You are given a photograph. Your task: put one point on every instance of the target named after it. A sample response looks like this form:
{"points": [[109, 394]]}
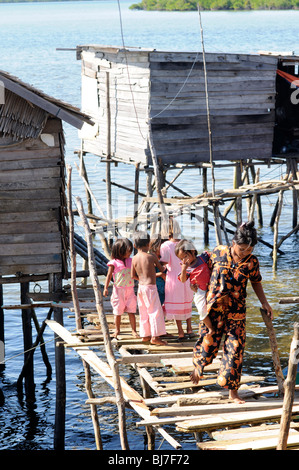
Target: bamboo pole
{"points": [[274, 350], [108, 345], [93, 407], [72, 250], [157, 174], [289, 391]]}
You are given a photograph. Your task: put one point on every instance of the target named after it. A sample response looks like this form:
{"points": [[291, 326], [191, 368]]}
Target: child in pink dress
{"points": [[178, 295], [123, 298]]}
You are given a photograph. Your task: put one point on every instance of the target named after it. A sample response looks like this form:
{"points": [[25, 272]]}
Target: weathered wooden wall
{"points": [[171, 86], [241, 92], [31, 203]]}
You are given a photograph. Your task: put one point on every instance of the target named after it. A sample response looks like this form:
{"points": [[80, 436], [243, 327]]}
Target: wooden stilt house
{"points": [[33, 237], [249, 105]]}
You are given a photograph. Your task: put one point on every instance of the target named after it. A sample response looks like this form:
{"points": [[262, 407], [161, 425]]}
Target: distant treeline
{"points": [[185, 5]]}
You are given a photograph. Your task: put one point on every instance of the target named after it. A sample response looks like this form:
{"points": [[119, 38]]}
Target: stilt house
{"points": [[33, 238]]}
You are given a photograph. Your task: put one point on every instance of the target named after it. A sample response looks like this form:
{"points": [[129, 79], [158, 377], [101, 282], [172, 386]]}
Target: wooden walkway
{"points": [[169, 397]]}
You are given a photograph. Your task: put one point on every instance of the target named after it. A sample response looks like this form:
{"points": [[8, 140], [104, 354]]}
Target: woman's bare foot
{"points": [[157, 341], [195, 377], [233, 395]]}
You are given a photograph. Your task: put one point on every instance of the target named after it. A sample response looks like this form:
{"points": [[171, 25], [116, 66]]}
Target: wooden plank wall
{"points": [[127, 97], [31, 185], [241, 92]]}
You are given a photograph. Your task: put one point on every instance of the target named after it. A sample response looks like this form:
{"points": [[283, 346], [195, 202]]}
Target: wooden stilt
{"points": [[93, 408], [237, 184], [205, 210], [289, 387], [2, 342], [274, 350], [39, 339], [72, 249], [279, 207], [136, 192], [108, 346]]}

What is needed
Recopy the full listing exactly, passing over any picture.

The answer
You are given a photograph. Your task: put one point on every instance of the target named after it. A sample response looks like this form:
{"points": [[109, 394]]}
Target: bamboo pole
{"points": [[274, 350], [108, 345], [93, 407], [72, 250], [157, 174], [289, 391]]}
You are given a photograph. Your task: put one point on every instance of the target named after it. A sample response looks like this form:
{"points": [[291, 326], [191, 368]]}
Target: child in pink dress
{"points": [[178, 295], [123, 298]]}
You are given a photograph. Your task: put one point on every instance of the target named after it. A sample response looks like this form:
{"points": [[25, 272]]}
Target: weathered wooden wall
{"points": [[171, 86], [241, 92], [31, 203]]}
You are given a photograph. Your task: put one point on every instance of the target named after it. A sample response looks like this form:
{"points": [[80, 436], [243, 327]]}
Target: wooden stilt house
{"points": [[33, 237], [249, 105]]}
You are given a photograph. Your task: put one point on every instance of the target named after it. A sample response looks like this form:
{"points": [[262, 407], [161, 425]]}
Target: distant treeline
{"points": [[185, 5]]}
You are given a photograph. Your task: put one point on every instance of the target named after it. A sample response looks like this form:
{"points": [[119, 38]]}
Target: stilt house
{"points": [[33, 238]]}
You are given a photograph. Your task: put one point on every instance of the target named after it. A sample response looks like this form:
{"points": [[129, 79], [158, 377], [101, 282], [172, 386]]}
Target: wooden walkway
{"points": [[169, 397]]}
You are given a photograph. Your task: put one point on every instance of the target named after it. A sample response looks like this form:
{"points": [[8, 140], [104, 354]]}
Target: woman's bare foot
{"points": [[157, 341], [195, 377], [233, 395]]}
You are given a photograph. Your task: put one point on every instance of the target named after it. A sample response looks like this form:
{"points": [[171, 25], [116, 66]]}
Target: wooden plank wall
{"points": [[127, 97], [31, 185], [241, 92]]}
You are given a photograph. Your task: put one point on every instance of the target named after it. A sample response looks like this form:
{"points": [[283, 346], [195, 202]]}
Target: wooden stilt
{"points": [[93, 408], [237, 184], [205, 210], [289, 387], [2, 342], [274, 350], [39, 339], [72, 249], [279, 207], [136, 192], [108, 346]]}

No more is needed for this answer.